(Point annotation dataset records)
======

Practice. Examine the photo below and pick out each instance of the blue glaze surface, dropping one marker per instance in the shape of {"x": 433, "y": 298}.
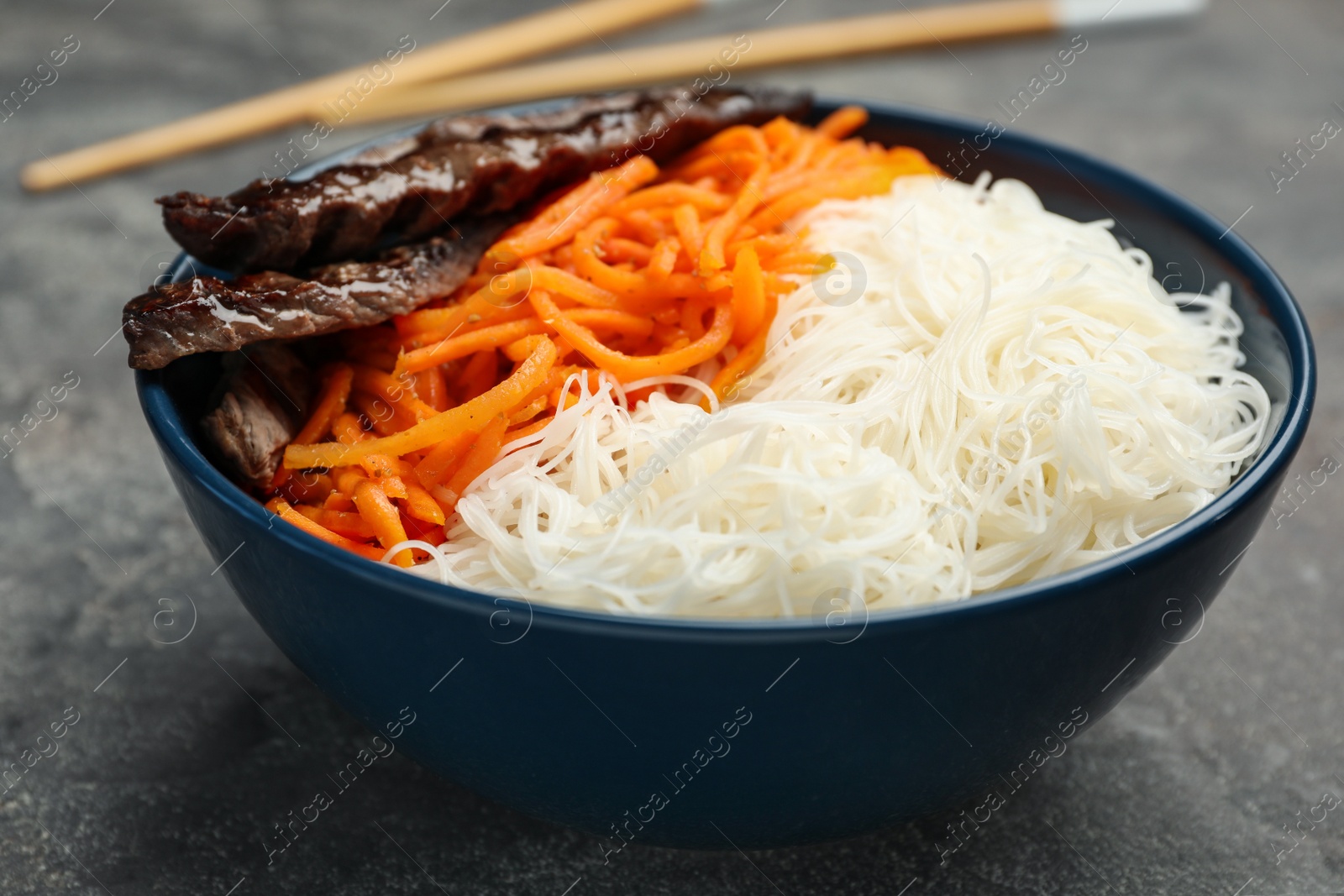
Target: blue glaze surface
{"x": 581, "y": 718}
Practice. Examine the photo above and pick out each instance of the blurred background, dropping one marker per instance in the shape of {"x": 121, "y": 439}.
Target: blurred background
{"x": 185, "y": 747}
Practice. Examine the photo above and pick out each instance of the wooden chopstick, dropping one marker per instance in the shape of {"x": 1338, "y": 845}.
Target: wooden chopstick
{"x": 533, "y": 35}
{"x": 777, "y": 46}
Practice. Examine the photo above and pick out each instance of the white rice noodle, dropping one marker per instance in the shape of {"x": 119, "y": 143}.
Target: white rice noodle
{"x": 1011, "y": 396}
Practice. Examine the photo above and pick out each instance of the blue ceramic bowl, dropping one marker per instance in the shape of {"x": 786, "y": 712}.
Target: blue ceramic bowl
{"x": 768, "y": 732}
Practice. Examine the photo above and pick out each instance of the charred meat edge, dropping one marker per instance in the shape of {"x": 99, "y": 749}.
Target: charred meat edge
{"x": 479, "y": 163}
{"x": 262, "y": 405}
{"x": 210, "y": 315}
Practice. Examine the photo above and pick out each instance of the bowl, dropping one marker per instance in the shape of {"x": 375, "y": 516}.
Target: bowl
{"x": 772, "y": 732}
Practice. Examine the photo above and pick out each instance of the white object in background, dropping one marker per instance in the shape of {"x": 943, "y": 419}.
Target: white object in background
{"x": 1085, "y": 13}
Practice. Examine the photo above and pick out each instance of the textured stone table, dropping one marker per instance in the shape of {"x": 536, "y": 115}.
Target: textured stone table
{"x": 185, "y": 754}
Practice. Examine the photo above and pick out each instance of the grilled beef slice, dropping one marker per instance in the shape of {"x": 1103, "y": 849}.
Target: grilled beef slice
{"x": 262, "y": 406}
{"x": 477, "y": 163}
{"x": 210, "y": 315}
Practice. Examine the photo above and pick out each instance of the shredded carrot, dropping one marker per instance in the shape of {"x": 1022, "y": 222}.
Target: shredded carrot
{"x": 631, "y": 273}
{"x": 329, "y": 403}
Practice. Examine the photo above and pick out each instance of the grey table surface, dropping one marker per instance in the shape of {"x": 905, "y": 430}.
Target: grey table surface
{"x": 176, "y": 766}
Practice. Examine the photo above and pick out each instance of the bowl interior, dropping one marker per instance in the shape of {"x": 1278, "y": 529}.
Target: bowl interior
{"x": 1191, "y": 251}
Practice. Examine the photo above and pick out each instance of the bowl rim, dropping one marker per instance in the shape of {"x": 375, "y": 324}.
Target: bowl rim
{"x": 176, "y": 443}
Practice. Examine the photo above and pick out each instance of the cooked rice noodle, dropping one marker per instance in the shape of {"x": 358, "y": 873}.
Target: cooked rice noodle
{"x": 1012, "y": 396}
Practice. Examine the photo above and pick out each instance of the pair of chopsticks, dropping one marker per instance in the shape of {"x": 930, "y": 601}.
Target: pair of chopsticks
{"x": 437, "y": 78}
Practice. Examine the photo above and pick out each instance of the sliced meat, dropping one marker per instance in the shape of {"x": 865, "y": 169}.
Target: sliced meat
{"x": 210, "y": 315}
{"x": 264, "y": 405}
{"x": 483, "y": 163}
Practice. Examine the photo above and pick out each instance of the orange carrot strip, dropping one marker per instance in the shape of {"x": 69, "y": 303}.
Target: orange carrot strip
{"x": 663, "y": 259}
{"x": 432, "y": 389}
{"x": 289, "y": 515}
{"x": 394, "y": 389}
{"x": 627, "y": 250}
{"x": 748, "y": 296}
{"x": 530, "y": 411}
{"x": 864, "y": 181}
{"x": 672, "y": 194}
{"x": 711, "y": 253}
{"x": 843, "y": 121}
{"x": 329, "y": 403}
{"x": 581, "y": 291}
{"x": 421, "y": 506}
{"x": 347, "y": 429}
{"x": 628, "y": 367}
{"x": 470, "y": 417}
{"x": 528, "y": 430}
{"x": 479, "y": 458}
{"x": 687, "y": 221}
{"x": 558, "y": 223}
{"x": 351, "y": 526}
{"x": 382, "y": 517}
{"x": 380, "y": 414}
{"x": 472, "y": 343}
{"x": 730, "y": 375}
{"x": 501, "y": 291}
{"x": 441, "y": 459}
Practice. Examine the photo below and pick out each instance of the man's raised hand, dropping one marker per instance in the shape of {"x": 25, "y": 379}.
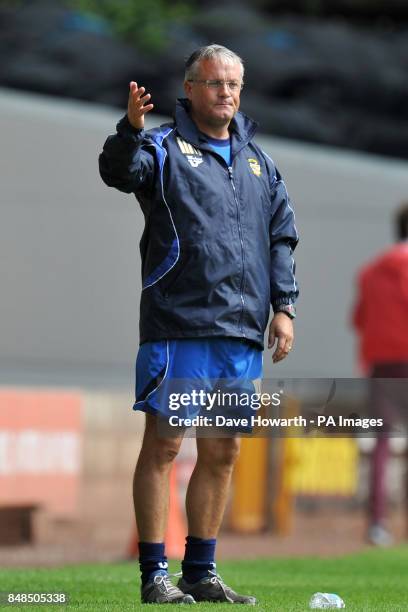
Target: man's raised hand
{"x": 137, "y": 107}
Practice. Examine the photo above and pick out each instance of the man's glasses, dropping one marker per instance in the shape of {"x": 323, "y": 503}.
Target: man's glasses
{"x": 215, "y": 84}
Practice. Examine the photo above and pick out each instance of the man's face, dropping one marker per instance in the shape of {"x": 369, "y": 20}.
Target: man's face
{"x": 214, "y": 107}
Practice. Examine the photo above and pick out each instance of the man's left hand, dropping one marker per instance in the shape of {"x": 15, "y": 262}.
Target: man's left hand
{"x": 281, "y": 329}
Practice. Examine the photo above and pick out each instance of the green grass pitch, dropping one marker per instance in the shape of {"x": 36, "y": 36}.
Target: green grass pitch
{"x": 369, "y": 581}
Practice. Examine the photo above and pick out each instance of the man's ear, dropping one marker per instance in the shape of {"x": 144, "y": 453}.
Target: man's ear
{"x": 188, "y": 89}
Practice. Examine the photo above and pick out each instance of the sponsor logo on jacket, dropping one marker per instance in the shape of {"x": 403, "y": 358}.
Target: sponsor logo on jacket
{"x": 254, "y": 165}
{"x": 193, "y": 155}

======

Omit the pictures and output all of the other material exactly.

Practice. Examine the photo below and pick out each instance of the blue glaze surface, dropping one marker per instance in the shape of {"x": 433, "y": 298}.
Target: blue glaze surface
{"x": 581, "y": 718}
Practice. Examine the photo above and pick out each instance of the blurred background, dropping one marker per instance in the shape of {"x": 121, "y": 439}.
Target: blurred background
{"x": 185, "y": 747}
Practice. Examine the photo above and pick out each instance of the wooden chopstick, dropping one marker per instance in the shape of {"x": 1338, "y": 845}.
Target: wooden chopstick
{"x": 533, "y": 35}
{"x": 777, "y": 46}
Practice. Examine the photo above and pick out each instance of the white rice noodle, dropping one marker per instance in the shape of {"x": 119, "y": 143}.
Target: white rice noodle
{"x": 1011, "y": 396}
Practice. Examine the photo above and pick out each instance of the blue ceramic bowl, dropping one marker per instance in the shape of {"x": 786, "y": 712}.
Target: blue ceramic bowl
{"x": 768, "y": 732}
Practice. Examine the photo above and pick out each instance of the charred meat edge, dropping one marker per instance in the shape of {"x": 99, "y": 749}.
Target: charred meat edge
{"x": 479, "y": 163}
{"x": 262, "y": 405}
{"x": 210, "y": 315}
Practice. Examine the photo above and pick out each instance of the bowl, dropping one marker per instance in the shape of {"x": 375, "y": 516}.
Target: bowl
{"x": 772, "y": 732}
Practice. Examine the photo above and pick out each instance of the white object in background, dropping one marker per instance in the shape of {"x": 943, "y": 419}.
Target: white object in background
{"x": 1085, "y": 13}
Practice. Examine the photo above and pick out each instance of the textured stone table, dropping one marker per instance in the shape of {"x": 536, "y": 115}.
Target: textured stone table
{"x": 185, "y": 754}
Practice. Examine the photo above and pick out each instance of the grilled beef slice, dropping one marker per instance in the shape of {"x": 1103, "y": 849}.
Target: grilled beef slice
{"x": 262, "y": 406}
{"x": 477, "y": 163}
{"x": 210, "y": 315}
Practice. Examine the photo above and pick out each instance of the shredded carrot, dropping one marker per instance in the shape of {"x": 1022, "y": 222}.
Target: shredded carrot
{"x": 631, "y": 273}
{"x": 329, "y": 403}
Practice. Examine the photo above and pick out each instance of the grey table surface, dropping one marker per instance in the shape of {"x": 905, "y": 430}.
Target: grey table surface
{"x": 176, "y": 766}
Practice. Examine the photo above and pick out each instance of the bowl interior, dropping one marker per instance in the shape of {"x": 1278, "y": 529}.
Target: bowl interior
{"x": 1191, "y": 251}
Practice. Examine the photo above and pick out each instance of the bowl rim, dropping one marker per instance in the shape of {"x": 375, "y": 324}.
Target: bowl rim
{"x": 176, "y": 443}
Practice. Examine the photo above and pick out each instance of the cooked rice noodle, dropping one marker per instance in the shape of {"x": 358, "y": 873}.
Target: cooked rice noodle
{"x": 1012, "y": 396}
Practice. Examine the photo above and pick out each instance of the pair of chopsticks, dropping one marker per instance in the shape of {"x": 930, "y": 601}.
Target: pair of chopsticks
{"x": 437, "y": 78}
Practice. Examine the photo above and pick out each instance of the sliced meat, dropping one marker per instance in the shape of {"x": 865, "y": 169}.
Target: sliced meat
{"x": 210, "y": 315}
{"x": 264, "y": 405}
{"x": 483, "y": 163}
Practice. Examine the photo above and pick out each instance of the orange carrot strip, dropping one marker per instance in the shape of {"x": 69, "y": 303}.
Target: orange carrot strip
{"x": 663, "y": 259}
{"x": 432, "y": 389}
{"x": 289, "y": 515}
{"x": 394, "y": 389}
{"x": 627, "y": 250}
{"x": 748, "y": 296}
{"x": 530, "y": 411}
{"x": 864, "y": 181}
{"x": 672, "y": 194}
{"x": 711, "y": 253}
{"x": 843, "y": 121}
{"x": 329, "y": 403}
{"x": 581, "y": 291}
{"x": 421, "y": 506}
{"x": 347, "y": 429}
{"x": 628, "y": 367}
{"x": 470, "y": 417}
{"x": 528, "y": 430}
{"x": 479, "y": 458}
{"x": 687, "y": 221}
{"x": 558, "y": 223}
{"x": 351, "y": 526}
{"x": 382, "y": 517}
{"x": 380, "y": 414}
{"x": 472, "y": 343}
{"x": 730, "y": 375}
{"x": 501, "y": 291}
{"x": 441, "y": 459}
Practice. Examine the photo below and pick out each instance of the man's raised hand, dropping one marker per instance in the shape of {"x": 25, "y": 379}.
Target: man's raised hand
{"x": 137, "y": 107}
Practice. Examine the photo above and pick out each instance of the man's glasses, dropping one marker per instance in the shape of {"x": 323, "y": 503}.
Target: man's glasses
{"x": 215, "y": 84}
Practice. Examine the photo above and pick out each instance of the man's face, dropping one marker per instance in the shape of {"x": 369, "y": 20}.
Target: man's face
{"x": 214, "y": 107}
Practice. Examine the photo above and pick out each instance of the man's left hand, dropping one marker per instance in the shape of {"x": 15, "y": 262}.
Target: man's left hand
{"x": 281, "y": 329}
Practice. Examine the photo above and pick out each instance of the green grass pitch, dropping one marker per instance in the shape of {"x": 36, "y": 36}.
Target: green grass pitch
{"x": 369, "y": 581}
Practice. Examine the photo above and pick out each instance of the man's ear, dropping one marker per instance in the shape of {"x": 144, "y": 453}.
Target: man's ear
{"x": 188, "y": 89}
Practice. Examine the photo above and pick out each instance of the sponsor logo on jacket, dropping one marker per instance in the shape of {"x": 403, "y": 358}.
Target: sponsor logo on jacket
{"x": 254, "y": 165}
{"x": 193, "y": 155}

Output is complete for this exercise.